_DOCUMENT_
·····

Social Media For Nonprofits: Proving Your ROI And Impact Through Social Media Analytics

Social media has radically changed the way people discover, consume, and share information about issues that matter to them. 

For nonprofits, that’s more than a good thing. 

Now your work, your impact, and your stories can get the recognition and attention they deserve.

Social media for nonprofits gives you the chance to tell your brand story, interact with your supporters and get them interested to support your campaigns. 

If you haven’t already, you need to start thinking about creating or optimizing your social media strategy.

But wait… 

Being on social media is not enough. Your efforts have to have some sort of return on investment (ROI) otherwise why spend so much time and effort on social media?

So, in comes social media analytics. 

In this blog post, we’ll show you why measuring your social media ROI is important, what you need to be measuring, and recommended tools to use.

·····

_SET TASK_
Print the entire blog post on social media analytics for nonprofits word for word. The data that comes next is separate from the blog post.

_Point annotation records_
·····

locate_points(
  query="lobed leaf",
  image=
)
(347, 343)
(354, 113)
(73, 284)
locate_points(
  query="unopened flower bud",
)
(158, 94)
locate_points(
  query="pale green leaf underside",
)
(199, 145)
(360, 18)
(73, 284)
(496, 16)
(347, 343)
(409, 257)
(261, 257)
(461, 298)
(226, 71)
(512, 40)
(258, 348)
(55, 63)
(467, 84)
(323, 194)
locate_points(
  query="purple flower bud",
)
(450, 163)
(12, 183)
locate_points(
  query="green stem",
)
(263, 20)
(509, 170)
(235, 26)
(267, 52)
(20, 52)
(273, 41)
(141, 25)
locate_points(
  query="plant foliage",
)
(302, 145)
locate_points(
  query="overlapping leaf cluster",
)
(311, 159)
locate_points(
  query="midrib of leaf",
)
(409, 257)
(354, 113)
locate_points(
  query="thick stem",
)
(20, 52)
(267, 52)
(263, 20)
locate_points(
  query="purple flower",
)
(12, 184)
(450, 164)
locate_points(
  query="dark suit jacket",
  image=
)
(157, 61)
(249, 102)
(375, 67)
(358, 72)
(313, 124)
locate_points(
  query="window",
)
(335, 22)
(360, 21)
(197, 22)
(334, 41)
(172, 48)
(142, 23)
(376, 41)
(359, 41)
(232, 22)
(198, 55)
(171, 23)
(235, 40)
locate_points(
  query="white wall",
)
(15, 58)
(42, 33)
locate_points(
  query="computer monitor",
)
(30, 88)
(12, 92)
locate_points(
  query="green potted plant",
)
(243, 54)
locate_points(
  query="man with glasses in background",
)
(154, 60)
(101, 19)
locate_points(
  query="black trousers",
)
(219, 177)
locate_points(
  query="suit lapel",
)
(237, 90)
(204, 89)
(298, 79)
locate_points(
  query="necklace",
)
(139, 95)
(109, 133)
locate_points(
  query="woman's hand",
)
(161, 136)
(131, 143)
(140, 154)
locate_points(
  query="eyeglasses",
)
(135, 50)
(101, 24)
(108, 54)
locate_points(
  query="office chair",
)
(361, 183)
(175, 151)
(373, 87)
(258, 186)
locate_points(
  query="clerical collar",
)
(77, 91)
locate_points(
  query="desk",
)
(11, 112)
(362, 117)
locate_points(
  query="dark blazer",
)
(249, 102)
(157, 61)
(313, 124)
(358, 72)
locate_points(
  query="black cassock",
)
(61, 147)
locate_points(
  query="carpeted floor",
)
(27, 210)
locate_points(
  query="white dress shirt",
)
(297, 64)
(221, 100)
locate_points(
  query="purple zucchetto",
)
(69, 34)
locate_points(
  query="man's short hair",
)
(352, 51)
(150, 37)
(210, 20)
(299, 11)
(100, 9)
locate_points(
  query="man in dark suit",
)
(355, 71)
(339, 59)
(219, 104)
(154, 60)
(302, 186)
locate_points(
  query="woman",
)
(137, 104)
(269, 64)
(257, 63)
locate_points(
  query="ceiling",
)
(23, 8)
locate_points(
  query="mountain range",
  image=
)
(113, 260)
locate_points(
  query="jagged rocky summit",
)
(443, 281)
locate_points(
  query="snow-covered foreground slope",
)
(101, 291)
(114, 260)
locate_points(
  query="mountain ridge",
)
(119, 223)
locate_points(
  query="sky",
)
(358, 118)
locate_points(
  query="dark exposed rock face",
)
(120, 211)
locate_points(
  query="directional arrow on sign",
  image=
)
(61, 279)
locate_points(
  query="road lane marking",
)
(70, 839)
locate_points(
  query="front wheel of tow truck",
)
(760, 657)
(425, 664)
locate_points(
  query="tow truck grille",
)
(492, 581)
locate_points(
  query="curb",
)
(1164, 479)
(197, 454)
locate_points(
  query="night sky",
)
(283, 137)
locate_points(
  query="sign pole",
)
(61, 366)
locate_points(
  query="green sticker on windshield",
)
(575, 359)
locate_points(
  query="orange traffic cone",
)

·····

_WORKED SOLUTION_
Social Media For Nonprofits: Proving Your ROI And Impact Through Social Media Analytics

Social media has radically changed the way people discover, consume, and share information about issues that matter to them. 

For nonprofits, that’s more than a good thing. 

Now your work, your impact, and your stories can get the recognition and attention they deserve.

Social media for nonprofits gives you the chance to tell your brand story, interact with your supporters and get them interested to support your campaigns. 

If you haven’t already, you need to start thinking about creating or optimizing your social media strategy.

But wait… 

Being on social media is not enough. Your efforts have to have some sort of return on investment (ROI) otherwise why spend so much time and effort on social media?

So, in comes social media analytics. 

In this blog post, we’ll show you why measuring your social media ROI is important, what you need to be measuring, and recommended tools to use.